Work to complete: Search the lines of the records for the word "mini", and copy every line that has it.

------------------------------------------------------------

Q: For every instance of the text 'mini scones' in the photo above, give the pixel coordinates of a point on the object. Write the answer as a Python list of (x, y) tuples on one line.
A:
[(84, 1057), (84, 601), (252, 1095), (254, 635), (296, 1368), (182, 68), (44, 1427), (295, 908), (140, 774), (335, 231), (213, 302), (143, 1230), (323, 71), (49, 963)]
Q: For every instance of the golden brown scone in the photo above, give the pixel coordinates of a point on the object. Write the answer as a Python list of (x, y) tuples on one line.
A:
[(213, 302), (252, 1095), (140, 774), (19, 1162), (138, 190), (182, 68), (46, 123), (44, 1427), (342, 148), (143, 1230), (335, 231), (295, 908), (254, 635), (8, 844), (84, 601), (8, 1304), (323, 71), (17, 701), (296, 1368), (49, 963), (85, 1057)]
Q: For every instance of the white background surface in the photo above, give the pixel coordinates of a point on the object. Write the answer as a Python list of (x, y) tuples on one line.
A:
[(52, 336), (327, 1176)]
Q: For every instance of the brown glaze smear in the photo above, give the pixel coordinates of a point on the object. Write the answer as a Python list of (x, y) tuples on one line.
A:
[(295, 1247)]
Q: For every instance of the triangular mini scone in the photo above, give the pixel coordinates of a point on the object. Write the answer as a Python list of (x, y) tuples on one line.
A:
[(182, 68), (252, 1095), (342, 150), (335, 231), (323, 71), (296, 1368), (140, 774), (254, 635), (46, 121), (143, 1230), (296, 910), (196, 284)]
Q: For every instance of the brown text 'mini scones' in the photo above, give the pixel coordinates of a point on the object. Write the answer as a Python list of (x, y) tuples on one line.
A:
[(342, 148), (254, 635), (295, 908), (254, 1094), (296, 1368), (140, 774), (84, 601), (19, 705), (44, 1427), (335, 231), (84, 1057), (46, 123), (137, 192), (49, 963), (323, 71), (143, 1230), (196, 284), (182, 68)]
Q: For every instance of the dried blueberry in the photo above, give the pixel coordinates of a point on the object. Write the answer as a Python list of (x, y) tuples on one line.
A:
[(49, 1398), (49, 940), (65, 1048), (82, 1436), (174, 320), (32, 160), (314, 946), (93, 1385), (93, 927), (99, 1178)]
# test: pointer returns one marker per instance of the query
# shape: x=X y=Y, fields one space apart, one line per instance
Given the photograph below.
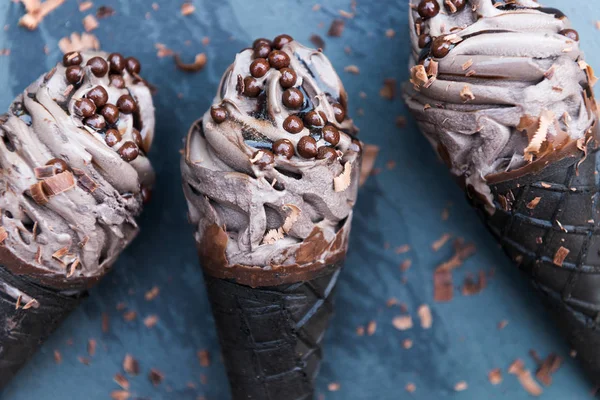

------------------------------------------------------------

Result of the task:
Q: For every instance of the text 'mini scones' in the photo above, give the pixel coordinates of a point on the object. Write the answer as a Python list of (x, y) tuples on one line.
Q: For every instance of the triangular mini scone in the photo above, give the pixel coordinates of a point on the object. Write the answer as a Python list of (x, y) tuples on one line.
Q: For every instance of the brown text 'mini scones' in the photo above, give the pixel coordinates of a point on the object. Write the answer as a Python list of (x, y) tuples on one line.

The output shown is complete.